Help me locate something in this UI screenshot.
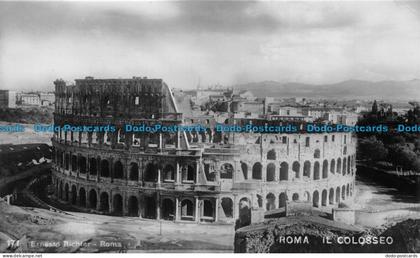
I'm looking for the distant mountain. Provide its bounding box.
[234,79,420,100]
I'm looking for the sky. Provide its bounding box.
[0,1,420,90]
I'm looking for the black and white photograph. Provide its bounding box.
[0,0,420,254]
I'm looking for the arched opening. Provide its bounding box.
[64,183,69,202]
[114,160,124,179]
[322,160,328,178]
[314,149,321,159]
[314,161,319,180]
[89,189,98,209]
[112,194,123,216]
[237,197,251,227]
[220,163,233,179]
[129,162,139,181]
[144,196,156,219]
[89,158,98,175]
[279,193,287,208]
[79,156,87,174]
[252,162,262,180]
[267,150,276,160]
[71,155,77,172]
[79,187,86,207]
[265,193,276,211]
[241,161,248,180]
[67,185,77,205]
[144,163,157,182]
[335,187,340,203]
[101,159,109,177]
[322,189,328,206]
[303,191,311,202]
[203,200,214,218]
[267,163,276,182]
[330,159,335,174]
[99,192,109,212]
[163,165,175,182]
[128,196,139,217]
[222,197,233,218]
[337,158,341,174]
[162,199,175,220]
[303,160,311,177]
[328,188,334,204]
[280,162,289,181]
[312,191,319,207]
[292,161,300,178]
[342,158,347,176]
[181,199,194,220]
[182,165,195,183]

⁂

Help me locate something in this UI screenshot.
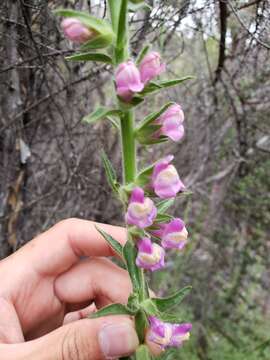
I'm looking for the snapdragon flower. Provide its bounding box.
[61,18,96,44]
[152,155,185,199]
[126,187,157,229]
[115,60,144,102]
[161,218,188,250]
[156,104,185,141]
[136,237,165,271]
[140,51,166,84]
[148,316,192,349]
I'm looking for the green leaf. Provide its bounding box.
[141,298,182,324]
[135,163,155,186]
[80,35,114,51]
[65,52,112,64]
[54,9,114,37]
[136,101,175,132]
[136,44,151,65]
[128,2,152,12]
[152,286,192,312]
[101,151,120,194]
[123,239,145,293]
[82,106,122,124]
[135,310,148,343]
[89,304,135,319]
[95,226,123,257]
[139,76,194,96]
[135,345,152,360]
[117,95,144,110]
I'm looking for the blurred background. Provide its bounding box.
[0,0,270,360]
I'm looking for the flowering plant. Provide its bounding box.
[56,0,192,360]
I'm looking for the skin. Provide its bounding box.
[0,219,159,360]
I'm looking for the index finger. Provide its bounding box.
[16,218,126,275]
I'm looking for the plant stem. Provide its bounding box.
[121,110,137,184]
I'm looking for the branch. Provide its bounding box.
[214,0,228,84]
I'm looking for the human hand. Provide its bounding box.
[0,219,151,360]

⁂

» Task to carry out: Convert the records between the lines holding "I'm looking for the green" and "[117,95,144,110]", inclusive, into a JSON list of strings with one string per line, leaving out blank lines.

» Final result:
[
  "I'm looking for the green leaf. Provide its bounding box.",
  "[141,298,182,324]",
  "[135,163,155,186]",
  "[80,35,114,51]",
  "[65,52,112,64]",
  "[54,9,114,37]",
  "[136,101,175,132]",
  "[136,44,151,65]",
  "[128,2,152,12]",
  "[152,286,192,312]",
  "[101,151,120,194]",
  "[123,239,145,293]",
  "[82,106,122,124]",
  "[135,310,148,343]",
  "[89,304,135,319]",
  "[95,226,123,257]",
  "[139,76,194,96]",
  "[135,345,152,360]",
  "[117,95,144,110]"
]